_EXERCISE_: Transcribe the records exactly from the line with "Find the goat ear;" to the end, both included.

-- start of EXCERPTED DATA --

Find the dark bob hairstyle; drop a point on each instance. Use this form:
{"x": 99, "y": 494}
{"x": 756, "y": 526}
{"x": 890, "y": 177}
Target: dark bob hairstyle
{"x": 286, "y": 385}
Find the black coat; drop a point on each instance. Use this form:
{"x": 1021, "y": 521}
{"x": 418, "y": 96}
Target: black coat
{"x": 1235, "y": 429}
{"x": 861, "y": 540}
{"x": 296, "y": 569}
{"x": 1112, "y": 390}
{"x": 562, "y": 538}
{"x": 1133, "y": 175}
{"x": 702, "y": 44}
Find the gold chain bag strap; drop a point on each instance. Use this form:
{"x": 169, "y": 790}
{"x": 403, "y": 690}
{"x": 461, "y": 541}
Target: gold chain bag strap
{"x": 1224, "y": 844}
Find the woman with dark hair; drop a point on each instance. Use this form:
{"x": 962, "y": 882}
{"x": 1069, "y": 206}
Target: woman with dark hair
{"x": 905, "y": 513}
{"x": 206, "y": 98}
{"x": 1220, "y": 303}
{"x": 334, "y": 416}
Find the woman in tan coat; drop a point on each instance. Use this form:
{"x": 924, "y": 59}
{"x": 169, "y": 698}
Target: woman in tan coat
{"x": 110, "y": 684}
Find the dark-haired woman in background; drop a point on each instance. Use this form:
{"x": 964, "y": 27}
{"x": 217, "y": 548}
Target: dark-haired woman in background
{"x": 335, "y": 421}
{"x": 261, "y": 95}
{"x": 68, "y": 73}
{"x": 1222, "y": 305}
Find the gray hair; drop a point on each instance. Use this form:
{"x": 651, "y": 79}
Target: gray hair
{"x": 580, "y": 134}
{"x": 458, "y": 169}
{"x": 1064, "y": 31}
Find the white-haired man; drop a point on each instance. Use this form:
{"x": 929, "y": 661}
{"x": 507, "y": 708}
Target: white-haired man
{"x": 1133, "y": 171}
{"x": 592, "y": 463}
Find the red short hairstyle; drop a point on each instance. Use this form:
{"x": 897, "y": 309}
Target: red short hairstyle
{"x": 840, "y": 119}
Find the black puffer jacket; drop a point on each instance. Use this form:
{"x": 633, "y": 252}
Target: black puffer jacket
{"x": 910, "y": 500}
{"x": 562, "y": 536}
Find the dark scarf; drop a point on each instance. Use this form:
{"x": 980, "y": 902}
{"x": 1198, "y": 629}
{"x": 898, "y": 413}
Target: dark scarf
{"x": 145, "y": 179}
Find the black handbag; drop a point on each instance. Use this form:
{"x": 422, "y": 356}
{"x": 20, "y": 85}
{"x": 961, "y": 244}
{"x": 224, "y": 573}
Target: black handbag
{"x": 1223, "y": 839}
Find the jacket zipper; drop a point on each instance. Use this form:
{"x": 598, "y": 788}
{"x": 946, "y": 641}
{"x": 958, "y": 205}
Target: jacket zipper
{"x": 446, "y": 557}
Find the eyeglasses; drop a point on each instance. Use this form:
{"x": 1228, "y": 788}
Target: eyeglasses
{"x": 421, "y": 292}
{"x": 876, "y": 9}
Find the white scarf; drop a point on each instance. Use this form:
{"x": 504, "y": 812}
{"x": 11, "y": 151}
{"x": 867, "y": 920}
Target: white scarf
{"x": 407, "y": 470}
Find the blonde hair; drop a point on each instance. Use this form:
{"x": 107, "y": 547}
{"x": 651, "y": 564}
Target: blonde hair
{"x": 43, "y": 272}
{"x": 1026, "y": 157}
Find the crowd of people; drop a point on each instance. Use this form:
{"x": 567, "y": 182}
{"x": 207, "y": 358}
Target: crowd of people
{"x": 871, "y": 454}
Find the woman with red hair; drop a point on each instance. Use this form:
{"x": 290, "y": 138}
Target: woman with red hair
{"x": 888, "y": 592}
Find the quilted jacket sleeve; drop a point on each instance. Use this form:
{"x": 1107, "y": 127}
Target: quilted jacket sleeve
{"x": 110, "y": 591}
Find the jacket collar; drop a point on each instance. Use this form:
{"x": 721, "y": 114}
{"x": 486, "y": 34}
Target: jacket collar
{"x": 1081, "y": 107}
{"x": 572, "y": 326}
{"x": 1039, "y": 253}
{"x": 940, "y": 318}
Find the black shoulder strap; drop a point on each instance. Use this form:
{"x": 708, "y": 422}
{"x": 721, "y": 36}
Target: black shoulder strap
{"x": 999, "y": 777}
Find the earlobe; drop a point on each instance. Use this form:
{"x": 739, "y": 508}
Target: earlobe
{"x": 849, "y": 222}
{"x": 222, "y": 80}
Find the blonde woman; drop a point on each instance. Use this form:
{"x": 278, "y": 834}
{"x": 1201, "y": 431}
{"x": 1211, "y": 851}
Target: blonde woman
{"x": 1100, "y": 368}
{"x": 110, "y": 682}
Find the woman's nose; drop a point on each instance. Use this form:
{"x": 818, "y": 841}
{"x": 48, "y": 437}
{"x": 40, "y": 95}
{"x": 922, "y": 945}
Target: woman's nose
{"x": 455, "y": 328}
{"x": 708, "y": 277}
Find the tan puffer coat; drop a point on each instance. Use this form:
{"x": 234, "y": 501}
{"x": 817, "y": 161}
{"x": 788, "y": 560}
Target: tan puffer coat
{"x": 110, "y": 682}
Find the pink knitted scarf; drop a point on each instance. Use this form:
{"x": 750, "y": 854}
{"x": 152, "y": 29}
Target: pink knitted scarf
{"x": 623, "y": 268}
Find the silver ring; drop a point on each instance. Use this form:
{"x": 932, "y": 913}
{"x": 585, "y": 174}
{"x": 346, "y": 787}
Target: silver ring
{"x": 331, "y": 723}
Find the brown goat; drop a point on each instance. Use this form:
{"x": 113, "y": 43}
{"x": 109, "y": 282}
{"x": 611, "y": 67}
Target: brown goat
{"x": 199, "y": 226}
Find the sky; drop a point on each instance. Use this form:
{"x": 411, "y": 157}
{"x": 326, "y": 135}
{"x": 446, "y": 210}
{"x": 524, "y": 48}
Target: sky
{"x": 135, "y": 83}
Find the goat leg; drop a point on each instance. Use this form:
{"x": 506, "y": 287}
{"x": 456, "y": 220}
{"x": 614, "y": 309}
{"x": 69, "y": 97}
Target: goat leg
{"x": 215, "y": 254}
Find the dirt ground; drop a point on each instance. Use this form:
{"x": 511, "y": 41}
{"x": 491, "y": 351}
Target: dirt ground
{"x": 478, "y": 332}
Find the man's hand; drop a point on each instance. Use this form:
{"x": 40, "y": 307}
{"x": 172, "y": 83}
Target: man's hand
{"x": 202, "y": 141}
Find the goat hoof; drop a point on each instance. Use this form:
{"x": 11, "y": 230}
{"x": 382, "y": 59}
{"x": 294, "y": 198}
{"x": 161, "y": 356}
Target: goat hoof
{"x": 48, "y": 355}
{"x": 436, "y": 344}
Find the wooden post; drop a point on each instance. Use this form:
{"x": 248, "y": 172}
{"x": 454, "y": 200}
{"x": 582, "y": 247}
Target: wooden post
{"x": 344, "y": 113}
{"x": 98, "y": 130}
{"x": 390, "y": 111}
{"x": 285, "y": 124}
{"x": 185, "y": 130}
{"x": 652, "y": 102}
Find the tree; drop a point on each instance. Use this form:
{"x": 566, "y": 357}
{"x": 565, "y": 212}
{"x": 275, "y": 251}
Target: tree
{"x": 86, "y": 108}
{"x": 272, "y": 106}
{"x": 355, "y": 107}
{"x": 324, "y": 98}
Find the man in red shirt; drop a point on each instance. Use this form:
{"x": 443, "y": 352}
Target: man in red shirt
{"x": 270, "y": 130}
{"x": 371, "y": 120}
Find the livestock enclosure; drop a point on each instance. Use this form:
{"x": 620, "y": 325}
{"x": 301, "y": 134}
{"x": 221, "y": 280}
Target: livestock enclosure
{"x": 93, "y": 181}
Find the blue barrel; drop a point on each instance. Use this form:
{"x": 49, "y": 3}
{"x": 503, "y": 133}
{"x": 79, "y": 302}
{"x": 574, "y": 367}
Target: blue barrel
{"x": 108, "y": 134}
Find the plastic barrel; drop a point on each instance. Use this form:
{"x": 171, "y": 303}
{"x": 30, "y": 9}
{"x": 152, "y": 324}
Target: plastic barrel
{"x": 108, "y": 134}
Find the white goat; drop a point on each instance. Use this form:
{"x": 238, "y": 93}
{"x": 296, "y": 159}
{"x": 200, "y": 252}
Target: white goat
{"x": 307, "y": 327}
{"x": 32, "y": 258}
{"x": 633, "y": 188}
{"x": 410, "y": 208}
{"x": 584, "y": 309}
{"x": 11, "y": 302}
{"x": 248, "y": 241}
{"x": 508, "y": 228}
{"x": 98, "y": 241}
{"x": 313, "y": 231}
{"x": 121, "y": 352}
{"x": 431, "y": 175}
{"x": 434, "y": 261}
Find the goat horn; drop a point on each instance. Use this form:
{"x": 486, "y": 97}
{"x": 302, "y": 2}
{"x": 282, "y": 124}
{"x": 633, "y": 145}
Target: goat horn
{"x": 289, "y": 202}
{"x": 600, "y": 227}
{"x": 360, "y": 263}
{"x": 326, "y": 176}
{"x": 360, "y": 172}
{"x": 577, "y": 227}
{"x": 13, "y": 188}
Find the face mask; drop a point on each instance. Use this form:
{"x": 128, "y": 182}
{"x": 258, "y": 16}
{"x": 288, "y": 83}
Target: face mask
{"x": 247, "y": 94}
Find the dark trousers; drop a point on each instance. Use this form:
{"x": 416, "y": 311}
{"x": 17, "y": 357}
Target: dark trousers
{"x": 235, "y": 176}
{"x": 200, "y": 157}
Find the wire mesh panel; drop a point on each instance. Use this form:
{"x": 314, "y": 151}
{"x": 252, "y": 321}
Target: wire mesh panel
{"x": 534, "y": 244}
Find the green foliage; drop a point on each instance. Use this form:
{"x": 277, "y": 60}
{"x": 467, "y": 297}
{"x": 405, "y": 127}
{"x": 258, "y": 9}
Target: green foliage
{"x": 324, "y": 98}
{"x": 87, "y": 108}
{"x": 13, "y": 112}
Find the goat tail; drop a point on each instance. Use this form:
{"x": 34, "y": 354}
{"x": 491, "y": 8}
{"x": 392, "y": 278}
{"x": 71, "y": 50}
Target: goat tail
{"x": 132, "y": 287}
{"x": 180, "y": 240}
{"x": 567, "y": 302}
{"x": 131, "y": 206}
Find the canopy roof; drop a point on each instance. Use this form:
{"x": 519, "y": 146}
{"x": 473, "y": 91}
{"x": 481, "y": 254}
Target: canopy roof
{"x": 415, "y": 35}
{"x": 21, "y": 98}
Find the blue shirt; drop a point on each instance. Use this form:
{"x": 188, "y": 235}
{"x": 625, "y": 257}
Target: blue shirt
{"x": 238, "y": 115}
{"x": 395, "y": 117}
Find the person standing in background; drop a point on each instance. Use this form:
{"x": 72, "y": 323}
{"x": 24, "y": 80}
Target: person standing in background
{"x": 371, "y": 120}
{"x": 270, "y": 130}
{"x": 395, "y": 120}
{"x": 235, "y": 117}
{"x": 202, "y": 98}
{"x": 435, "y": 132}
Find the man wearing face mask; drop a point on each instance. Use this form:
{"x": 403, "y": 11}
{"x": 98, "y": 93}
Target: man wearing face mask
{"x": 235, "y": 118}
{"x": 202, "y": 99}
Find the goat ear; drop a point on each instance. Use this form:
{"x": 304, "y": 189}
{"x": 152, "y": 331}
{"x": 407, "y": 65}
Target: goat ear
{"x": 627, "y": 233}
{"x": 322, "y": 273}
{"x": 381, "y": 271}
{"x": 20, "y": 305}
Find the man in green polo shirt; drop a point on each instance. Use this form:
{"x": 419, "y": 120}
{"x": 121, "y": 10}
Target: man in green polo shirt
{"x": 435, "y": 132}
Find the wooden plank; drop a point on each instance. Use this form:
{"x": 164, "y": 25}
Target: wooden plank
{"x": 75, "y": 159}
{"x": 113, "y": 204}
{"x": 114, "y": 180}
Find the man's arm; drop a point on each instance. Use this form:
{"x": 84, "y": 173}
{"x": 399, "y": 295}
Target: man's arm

-- end of EXCERPTED DATA --

_TASK ANSWER_:
Find the goat ear; drop a point on each instance. Use this form:
{"x": 304, "y": 189}
{"x": 152, "y": 331}
{"x": 407, "y": 65}
Target: goat ear
{"x": 627, "y": 233}
{"x": 322, "y": 273}
{"x": 381, "y": 271}
{"x": 20, "y": 305}
Find the man in green polo shirt; drop a point on each instance. Use this form:
{"x": 419, "y": 120}
{"x": 121, "y": 10}
Target: man in green polo shirt
{"x": 435, "y": 132}
Find the wooden plank; drop a point on each instance. Use this form:
{"x": 164, "y": 25}
Target: wooden plank
{"x": 75, "y": 159}
{"x": 113, "y": 204}
{"x": 114, "y": 180}
Find the man's arm; drop a point on each instance. Use this form:
{"x": 84, "y": 173}
{"x": 399, "y": 295}
Target: man's arm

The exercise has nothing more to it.